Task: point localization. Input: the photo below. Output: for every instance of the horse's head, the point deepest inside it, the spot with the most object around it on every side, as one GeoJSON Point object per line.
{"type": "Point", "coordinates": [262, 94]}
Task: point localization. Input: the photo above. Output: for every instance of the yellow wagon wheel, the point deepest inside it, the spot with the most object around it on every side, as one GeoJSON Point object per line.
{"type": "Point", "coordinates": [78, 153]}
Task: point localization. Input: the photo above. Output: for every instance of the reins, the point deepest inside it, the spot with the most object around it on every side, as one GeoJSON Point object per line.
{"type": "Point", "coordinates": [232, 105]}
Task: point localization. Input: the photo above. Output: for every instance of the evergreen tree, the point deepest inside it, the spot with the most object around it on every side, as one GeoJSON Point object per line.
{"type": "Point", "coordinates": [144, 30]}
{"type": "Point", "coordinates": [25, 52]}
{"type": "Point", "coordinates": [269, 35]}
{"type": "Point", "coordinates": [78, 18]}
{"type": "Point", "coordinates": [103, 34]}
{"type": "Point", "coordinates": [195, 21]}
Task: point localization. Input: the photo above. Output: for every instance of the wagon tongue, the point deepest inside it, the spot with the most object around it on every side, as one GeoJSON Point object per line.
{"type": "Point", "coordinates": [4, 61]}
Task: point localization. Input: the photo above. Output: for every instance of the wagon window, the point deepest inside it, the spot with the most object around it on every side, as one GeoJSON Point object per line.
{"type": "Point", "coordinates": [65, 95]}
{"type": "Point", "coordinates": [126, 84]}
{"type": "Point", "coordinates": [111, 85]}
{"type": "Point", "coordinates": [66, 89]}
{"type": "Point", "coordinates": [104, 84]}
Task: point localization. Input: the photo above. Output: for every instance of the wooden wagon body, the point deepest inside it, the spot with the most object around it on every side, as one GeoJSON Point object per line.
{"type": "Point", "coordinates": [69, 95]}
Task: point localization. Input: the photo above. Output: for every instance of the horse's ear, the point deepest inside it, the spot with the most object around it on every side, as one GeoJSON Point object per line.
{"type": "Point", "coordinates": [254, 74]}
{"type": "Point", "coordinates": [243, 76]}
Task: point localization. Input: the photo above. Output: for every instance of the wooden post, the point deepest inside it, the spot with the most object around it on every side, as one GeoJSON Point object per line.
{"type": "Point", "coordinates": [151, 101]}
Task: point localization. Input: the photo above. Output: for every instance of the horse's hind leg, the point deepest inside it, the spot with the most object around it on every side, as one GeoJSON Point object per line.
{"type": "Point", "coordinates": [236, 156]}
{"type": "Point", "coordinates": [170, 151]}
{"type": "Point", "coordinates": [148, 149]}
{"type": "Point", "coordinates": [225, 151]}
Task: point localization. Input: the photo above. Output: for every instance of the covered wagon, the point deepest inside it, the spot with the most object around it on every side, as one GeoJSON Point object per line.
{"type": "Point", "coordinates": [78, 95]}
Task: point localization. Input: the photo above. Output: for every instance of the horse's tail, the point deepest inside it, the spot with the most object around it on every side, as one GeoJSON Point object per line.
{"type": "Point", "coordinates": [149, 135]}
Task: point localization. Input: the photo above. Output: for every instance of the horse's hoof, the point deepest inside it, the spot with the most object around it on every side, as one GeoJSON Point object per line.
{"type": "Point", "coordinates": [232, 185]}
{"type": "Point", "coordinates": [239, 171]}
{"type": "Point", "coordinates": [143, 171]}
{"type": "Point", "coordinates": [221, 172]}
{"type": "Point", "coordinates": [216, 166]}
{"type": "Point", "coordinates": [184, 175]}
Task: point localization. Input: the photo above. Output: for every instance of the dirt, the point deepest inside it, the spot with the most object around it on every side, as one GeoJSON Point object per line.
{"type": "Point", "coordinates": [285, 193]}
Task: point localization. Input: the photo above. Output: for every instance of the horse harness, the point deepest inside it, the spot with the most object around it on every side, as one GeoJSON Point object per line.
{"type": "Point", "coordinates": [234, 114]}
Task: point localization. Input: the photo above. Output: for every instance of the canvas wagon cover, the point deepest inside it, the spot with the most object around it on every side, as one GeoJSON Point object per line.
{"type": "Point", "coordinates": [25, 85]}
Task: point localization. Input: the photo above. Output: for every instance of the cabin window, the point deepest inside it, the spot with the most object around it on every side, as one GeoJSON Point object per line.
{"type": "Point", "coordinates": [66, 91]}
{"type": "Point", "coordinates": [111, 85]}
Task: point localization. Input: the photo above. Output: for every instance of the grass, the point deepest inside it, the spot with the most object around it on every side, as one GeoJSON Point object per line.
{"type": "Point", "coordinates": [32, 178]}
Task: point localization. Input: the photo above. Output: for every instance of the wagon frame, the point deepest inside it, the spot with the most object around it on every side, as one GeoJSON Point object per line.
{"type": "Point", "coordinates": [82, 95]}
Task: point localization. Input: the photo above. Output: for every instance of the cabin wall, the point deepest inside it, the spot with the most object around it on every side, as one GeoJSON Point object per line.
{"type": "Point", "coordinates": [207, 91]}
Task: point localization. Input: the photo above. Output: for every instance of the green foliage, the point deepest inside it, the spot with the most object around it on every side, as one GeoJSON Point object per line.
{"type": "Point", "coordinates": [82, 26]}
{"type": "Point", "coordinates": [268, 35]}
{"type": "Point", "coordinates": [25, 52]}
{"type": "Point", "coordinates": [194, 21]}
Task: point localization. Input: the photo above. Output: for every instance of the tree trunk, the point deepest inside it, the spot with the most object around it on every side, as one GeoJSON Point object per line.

Instructions for the task
Each record above is to be restated word for word.

Solution to the problem
Task: point localization. Input: the photo below. Output: for every instance of the horse's head, the point deepest inside it, the spot with the most object around it on every side, as one GeoJSON Point object per line.
{"type": "Point", "coordinates": [262, 94]}
Task: point localization. Input: the photo above. Output: for every instance of the yellow wagon wheel, the point deepest inside it, the spot with the most object around it on every side, as one GeoJSON Point object per line.
{"type": "Point", "coordinates": [78, 153]}
Task: point localization. Input: the photo above. Output: for every instance of the reins, the point deepest inside it, the spot with the most object around it on every side, as one GeoJSON Point object per line.
{"type": "Point", "coordinates": [232, 105]}
Task: point localization. Input: the photo above. Output: for every instance of the evergreen tree, the point deepest inside it, the spot with the most object around it on every side, as one GeoJSON Point object per line.
{"type": "Point", "coordinates": [144, 30]}
{"type": "Point", "coordinates": [25, 52]}
{"type": "Point", "coordinates": [269, 35]}
{"type": "Point", "coordinates": [78, 18]}
{"type": "Point", "coordinates": [103, 34]}
{"type": "Point", "coordinates": [195, 21]}
Task: point localization. Input: the photo above. Output: for every instance of the wagon tongue, the point deepest inside it, the spot with the most object around it on every side, as one GeoJSON Point object per line.
{"type": "Point", "coordinates": [4, 61]}
Task: point localization. Input: the photo above. Output: for every instance of the wagon window, the point deepest inside it, the spot with the most object around it on every side, as one GeoJSON Point object per line.
{"type": "Point", "coordinates": [65, 95]}
{"type": "Point", "coordinates": [126, 84]}
{"type": "Point", "coordinates": [111, 85]}
{"type": "Point", "coordinates": [66, 89]}
{"type": "Point", "coordinates": [104, 84]}
Task: point localization. Input: the photo above. Output: for every instance of the wooden wagon body, the point deepest inside it, the spot with the most object around it on every side, as one GeoJSON Point object per line.
{"type": "Point", "coordinates": [69, 95]}
Task: point localization. Input: the photo above. Output: for every instance of the horse's ear, the point deepest inside it, the spot with the most object around it on every side, as one GeoJSON Point object per line.
{"type": "Point", "coordinates": [254, 74]}
{"type": "Point", "coordinates": [243, 76]}
Task: point localization. Input: the photo above. Output: for every instance of the wooden post, the point deepest inside it, the spot with the most object around it on every side, as one GeoJSON Point object per line.
{"type": "Point", "coordinates": [151, 101]}
Task: point localization. Input: the photo above. Output: for every instance of the horse's hind leg, the point deepest inside it, the spot with the most object around it on every side, as one GeoJSON Point object per line.
{"type": "Point", "coordinates": [236, 156]}
{"type": "Point", "coordinates": [170, 151]}
{"type": "Point", "coordinates": [148, 149]}
{"type": "Point", "coordinates": [225, 151]}
Task: point localization. Input: the photo above. Output: for every instance of the covered wagon, the point deepest inside it, the spot with the most object around it on every side, as one GeoJSON Point object per line.
{"type": "Point", "coordinates": [78, 95]}
Task: point localization. Input: the photo above. Output: for every instance of the horse's tail, the point deepest inside it, the spot with the most object around it on every side, as one GeoJSON Point object per line.
{"type": "Point", "coordinates": [149, 135]}
Task: point localization. Input: the photo above. Output: for every instance of the horse's hoof, the point deepest inside it, the spot with the most object around it on every side, as one GeoJSON Point object per line.
{"type": "Point", "coordinates": [232, 185]}
{"type": "Point", "coordinates": [239, 171]}
{"type": "Point", "coordinates": [143, 171]}
{"type": "Point", "coordinates": [221, 172]}
{"type": "Point", "coordinates": [216, 166]}
{"type": "Point", "coordinates": [184, 175]}
Task: point localization. Input: the photo above. Output: for every instance of the dirt, the point deepest inside it, the spot with the most object around it on every side, as one GeoJSON Point object per line.
{"type": "Point", "coordinates": [285, 193]}
Task: point localization. Input: the photo above. Output: for every instance of the horse harness, the point deepest inside it, the spot with the most object around it on every side, as one GeoJSON Point object per line.
{"type": "Point", "coordinates": [234, 114]}
Task: point localization. Input: the photo above. Output: for every instance of the canvas wagon cover, the point deepest inside it, the spot with the most object around it on every side, as one GeoJSON Point object per line.
{"type": "Point", "coordinates": [25, 85]}
Task: point localization. Input: the photo above. Output: for every instance of the cabin window, the point deepest inside it, the spot with the most object around it on every side, as one GeoJSON Point object per line.
{"type": "Point", "coordinates": [66, 91]}
{"type": "Point", "coordinates": [111, 85]}
Task: point localization. Input: the photo above. Output: for every instance of the grass, the point deepest inside it, the spot with the most object around it on every side, as one GeoJSON Point object per line.
{"type": "Point", "coordinates": [32, 178]}
Task: point localization. Input: the photo above. Output: for every instance of the wagon frame, the point deepest inside it, the spot with the most object around it on every side, as one GeoJSON Point object per line.
{"type": "Point", "coordinates": [82, 95]}
Task: point localization. Input: the photo above. Output: for every instance of the cabin wall, the point deepest inside it, the spot with the most object around it on every side, as one GeoJSON Point object per line.
{"type": "Point", "coordinates": [207, 91]}
Task: point localization. Input: the photo above. Output: for every instance of the green foliage, the point deepest inside it, the spot with the most object around it on every side, as one GeoJSON Point object per line.
{"type": "Point", "coordinates": [82, 26]}
{"type": "Point", "coordinates": [268, 35]}
{"type": "Point", "coordinates": [25, 52]}
{"type": "Point", "coordinates": [194, 21]}
Task: point localization. Input: the photo above. Output: for every instance of the tree trunk, the point deepest inside it, the spot with the most object around it on every side, as one GeoJSON Point object per line.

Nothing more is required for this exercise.